**Supplied text**

Last Stone Weight.cpp

/*

 Last Stone Weight
Solution
We have a collection of stones, each stone has a positive integer weight.

Each turn, we choose the two heaviest stones and smash them together.  Suppose the stones have weights x and y with x <= y.  The result of this smash is:

If x == y, both stones are totally destroyed;
If x != y, the stone of weight x is totally destroyed, and the stone of weight y has new weight y-x.
At the end, there is at most 1 stone left.  Return the weight of this stone (or 0 if there are no stones left.)

 

Example 1:

Input: [2,7,4,1,8,1]
Output: 1
Explanation: 
We combine 7 and 8 to get 1 so the array converts to [2,4,1,1,1] then,
we combine 2 and 4 to get 2 so the array converts to [2,1,1,1] then,
we combine 2 and 1 to get 1 so the array converts to [1,1,1] then,
we combine 1 and 1 to get 0 so the array converts to [1] then that's the value of last stone.
 

Note:

1 <= stones.length <= 30
1 <= stones[i] <= 1000

*/

class Solution {
public:
    int res=0;
    public:
    int lastStoneWeight(vector<int>& stones) {
        int res = 0;
        while(stones.size()>1)
        {
            sort(stones.begin(),stones.end(),greater<int>());
            cout<<stones.size();
            if(stones[0]>stones[1])
            {
                stones[0] = stones[0] - stones[1];
                stones.erase(stones.begin()+1);
            }else{
                stones.erase(stones.begin(),stones.begin()+2);
            }
            cout<<"  ->  "<<stones.size()<<endl;
        }
        if(stones.size() == 1)
        {
            res = stones[0];
        }
        return res;
    }
};

**Aim of the task**
According to the stone-weight text, what weight is returned when no stones are left? The lines are separate material with no connection to the stone-weight text.

**Raw data**

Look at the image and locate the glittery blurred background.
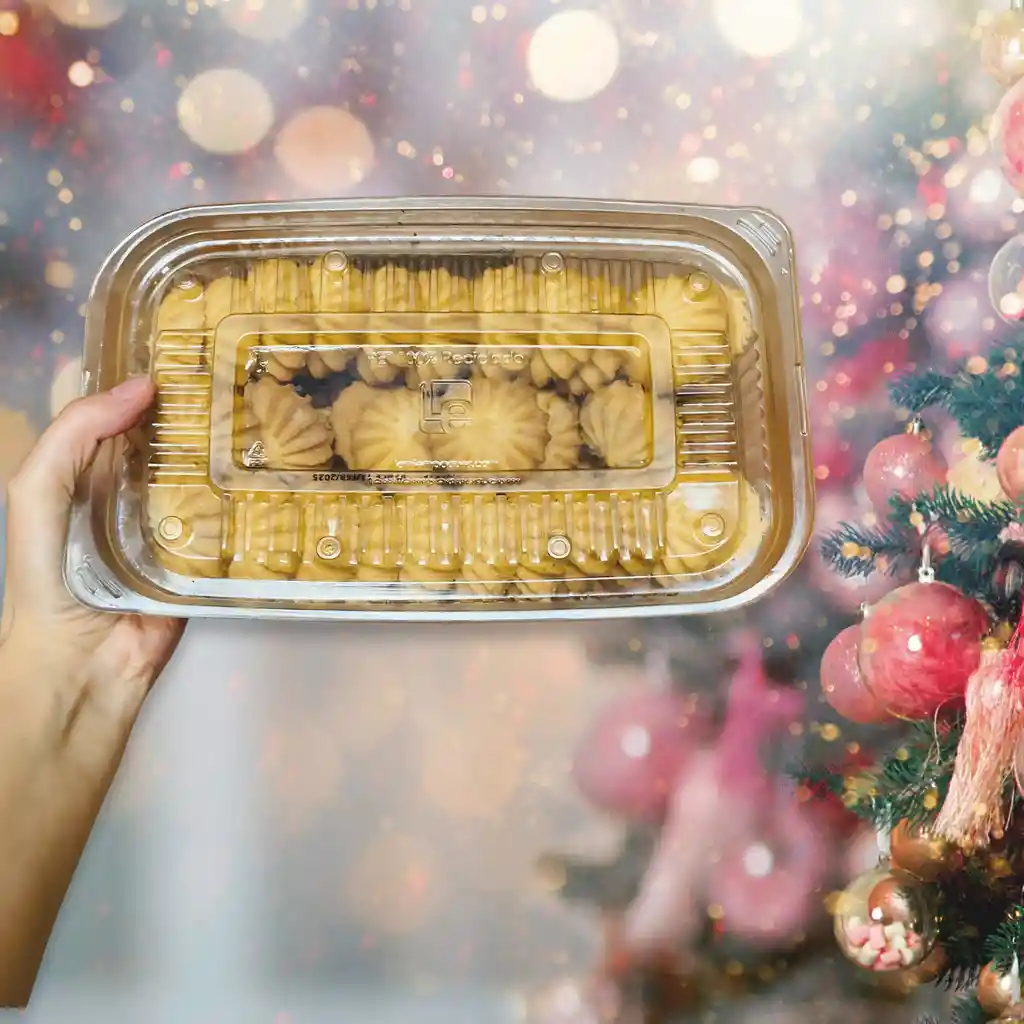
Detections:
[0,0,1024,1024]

==

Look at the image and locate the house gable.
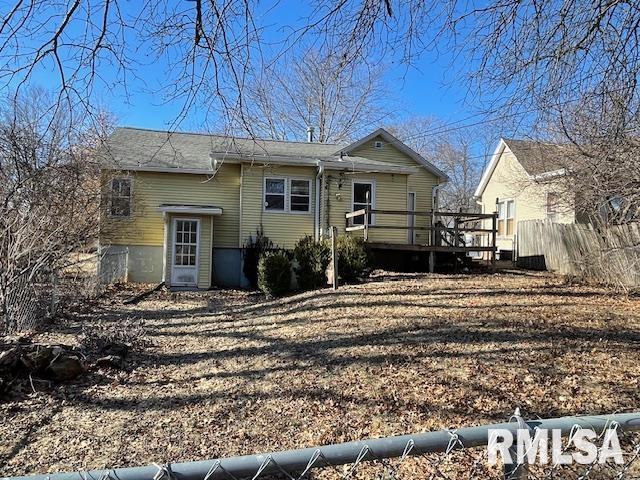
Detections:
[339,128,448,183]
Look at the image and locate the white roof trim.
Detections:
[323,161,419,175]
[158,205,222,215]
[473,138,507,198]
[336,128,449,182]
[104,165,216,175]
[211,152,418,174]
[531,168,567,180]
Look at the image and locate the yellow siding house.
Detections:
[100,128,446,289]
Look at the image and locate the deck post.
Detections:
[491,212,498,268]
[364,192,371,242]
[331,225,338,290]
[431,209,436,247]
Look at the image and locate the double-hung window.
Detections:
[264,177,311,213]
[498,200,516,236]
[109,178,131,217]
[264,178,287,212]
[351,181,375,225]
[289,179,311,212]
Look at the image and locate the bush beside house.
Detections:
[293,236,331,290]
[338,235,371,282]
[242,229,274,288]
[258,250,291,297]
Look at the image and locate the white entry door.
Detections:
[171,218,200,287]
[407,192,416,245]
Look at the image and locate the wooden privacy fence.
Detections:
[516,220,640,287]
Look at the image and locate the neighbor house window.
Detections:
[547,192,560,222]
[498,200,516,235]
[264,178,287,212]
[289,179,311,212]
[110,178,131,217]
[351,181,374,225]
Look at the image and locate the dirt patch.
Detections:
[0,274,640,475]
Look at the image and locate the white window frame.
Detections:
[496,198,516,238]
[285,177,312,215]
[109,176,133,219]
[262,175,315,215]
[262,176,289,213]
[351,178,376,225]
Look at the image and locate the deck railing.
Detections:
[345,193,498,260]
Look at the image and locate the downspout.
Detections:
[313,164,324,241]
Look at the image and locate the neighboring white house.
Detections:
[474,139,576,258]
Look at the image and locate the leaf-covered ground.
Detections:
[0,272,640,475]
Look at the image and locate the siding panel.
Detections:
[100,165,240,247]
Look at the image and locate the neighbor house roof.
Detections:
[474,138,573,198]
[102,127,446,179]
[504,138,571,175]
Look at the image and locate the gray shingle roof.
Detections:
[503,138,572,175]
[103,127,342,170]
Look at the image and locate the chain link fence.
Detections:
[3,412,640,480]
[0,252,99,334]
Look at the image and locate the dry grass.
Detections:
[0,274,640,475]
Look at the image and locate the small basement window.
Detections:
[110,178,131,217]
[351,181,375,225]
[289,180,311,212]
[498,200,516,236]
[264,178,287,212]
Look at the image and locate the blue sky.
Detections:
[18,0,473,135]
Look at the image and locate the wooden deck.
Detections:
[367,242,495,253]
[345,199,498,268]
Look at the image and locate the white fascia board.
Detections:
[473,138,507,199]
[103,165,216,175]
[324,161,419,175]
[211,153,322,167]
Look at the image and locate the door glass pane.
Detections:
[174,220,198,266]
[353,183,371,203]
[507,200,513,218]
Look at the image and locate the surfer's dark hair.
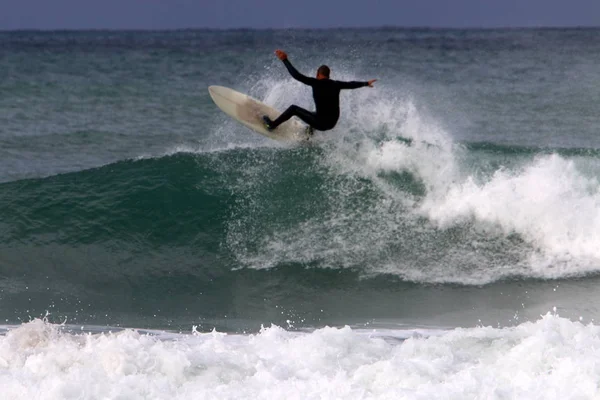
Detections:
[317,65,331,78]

---

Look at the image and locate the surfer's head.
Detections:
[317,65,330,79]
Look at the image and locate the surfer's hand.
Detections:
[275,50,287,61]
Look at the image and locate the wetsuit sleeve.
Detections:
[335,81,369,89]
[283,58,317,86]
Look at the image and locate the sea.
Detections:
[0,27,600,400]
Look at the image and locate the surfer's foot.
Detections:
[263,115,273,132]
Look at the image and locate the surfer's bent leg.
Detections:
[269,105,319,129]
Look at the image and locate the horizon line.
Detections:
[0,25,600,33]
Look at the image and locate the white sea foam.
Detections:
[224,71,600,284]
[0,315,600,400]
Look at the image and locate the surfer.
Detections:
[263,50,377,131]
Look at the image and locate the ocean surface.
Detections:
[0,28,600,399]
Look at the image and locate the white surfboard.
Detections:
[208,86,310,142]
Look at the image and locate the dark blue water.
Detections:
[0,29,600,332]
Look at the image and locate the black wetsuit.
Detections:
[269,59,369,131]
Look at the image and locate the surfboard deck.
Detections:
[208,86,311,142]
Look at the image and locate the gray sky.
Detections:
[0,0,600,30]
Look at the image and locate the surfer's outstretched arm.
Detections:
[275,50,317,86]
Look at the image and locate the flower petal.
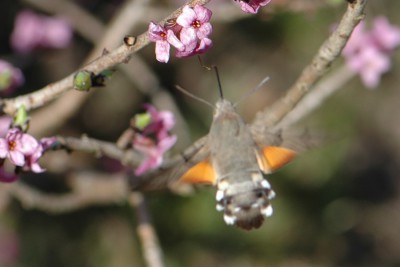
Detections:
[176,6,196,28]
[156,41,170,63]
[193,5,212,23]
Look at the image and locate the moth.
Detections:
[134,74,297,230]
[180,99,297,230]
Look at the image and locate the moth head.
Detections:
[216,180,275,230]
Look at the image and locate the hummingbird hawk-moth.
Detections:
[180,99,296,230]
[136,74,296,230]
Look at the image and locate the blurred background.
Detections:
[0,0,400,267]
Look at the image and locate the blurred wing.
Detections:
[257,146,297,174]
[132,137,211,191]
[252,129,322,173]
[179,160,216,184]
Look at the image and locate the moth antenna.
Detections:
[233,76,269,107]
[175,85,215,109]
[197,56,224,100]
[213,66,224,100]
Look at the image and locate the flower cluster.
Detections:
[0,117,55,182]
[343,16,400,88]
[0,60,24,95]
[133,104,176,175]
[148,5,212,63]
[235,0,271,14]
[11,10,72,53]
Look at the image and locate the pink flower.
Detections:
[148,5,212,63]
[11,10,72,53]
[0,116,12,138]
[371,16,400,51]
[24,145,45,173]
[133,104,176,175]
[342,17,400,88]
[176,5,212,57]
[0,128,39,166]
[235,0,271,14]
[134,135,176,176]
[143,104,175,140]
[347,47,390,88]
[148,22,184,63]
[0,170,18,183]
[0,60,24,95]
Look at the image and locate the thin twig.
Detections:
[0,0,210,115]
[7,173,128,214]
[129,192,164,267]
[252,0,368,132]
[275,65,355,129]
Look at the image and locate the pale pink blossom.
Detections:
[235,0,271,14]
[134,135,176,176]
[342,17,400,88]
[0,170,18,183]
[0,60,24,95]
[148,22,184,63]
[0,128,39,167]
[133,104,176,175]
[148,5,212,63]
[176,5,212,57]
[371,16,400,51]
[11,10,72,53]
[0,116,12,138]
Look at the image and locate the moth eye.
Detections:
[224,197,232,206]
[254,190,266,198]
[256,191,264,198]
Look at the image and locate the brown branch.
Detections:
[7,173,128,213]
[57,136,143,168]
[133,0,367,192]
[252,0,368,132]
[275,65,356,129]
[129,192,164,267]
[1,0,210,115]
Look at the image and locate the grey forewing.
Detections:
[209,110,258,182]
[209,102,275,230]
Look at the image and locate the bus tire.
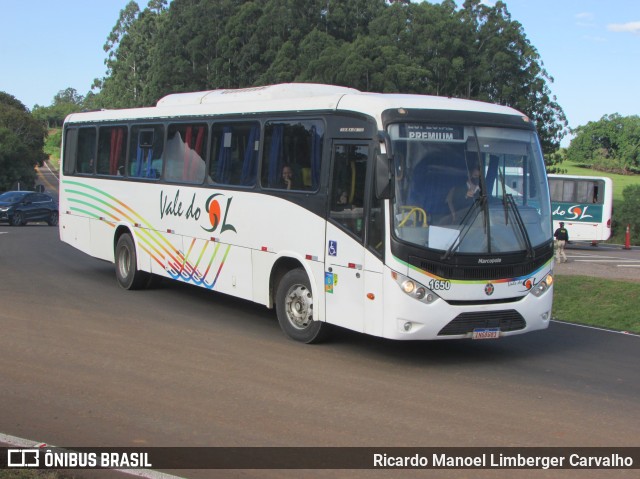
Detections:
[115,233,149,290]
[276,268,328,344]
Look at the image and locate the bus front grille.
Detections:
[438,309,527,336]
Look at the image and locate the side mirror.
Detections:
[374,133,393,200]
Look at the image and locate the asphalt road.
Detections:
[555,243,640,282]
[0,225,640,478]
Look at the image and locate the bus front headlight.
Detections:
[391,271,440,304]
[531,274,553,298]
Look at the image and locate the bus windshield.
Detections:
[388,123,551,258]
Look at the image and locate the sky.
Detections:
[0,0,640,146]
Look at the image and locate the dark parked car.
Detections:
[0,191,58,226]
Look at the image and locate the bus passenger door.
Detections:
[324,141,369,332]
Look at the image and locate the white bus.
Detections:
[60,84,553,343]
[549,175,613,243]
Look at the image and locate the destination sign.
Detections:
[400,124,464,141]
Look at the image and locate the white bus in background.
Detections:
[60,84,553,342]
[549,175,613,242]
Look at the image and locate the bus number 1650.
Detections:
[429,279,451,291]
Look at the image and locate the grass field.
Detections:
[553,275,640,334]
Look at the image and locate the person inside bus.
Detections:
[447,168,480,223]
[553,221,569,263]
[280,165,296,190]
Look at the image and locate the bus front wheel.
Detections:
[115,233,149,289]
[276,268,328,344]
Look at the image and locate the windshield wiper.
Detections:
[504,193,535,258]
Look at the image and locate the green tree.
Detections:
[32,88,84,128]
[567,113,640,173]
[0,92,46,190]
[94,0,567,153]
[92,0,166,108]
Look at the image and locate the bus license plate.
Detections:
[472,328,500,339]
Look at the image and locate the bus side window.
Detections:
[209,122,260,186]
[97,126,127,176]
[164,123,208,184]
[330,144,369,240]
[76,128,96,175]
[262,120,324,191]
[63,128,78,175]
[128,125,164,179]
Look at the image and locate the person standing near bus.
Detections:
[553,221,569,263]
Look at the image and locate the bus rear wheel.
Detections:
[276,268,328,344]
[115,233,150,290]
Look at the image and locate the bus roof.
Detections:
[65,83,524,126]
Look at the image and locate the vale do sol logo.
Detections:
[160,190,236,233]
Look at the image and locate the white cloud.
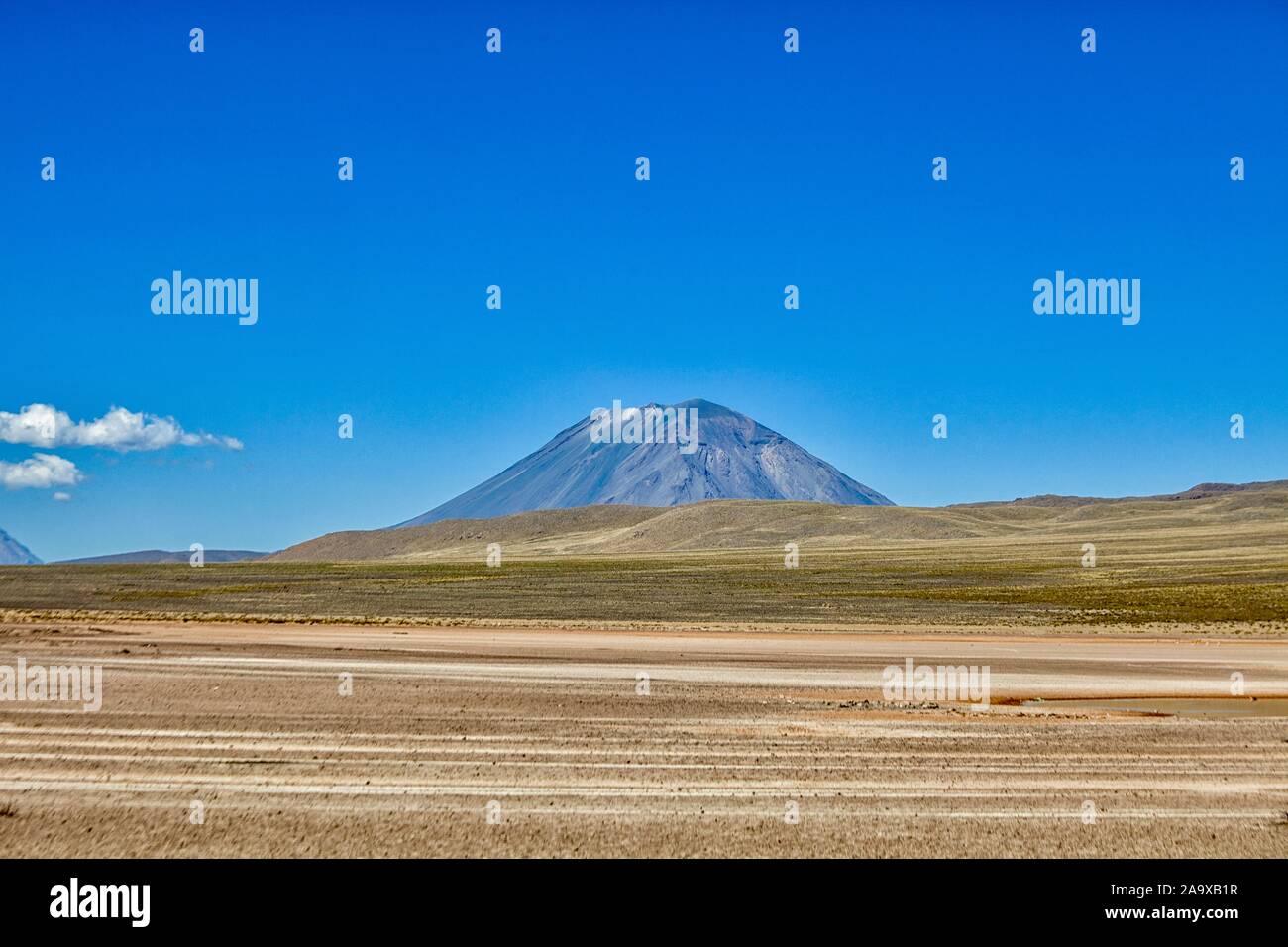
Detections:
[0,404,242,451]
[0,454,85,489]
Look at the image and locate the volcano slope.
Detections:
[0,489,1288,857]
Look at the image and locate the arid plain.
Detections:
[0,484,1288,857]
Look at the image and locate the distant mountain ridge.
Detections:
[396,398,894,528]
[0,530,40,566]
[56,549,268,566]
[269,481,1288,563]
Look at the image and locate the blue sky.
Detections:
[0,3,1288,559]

**Solution to this task**
0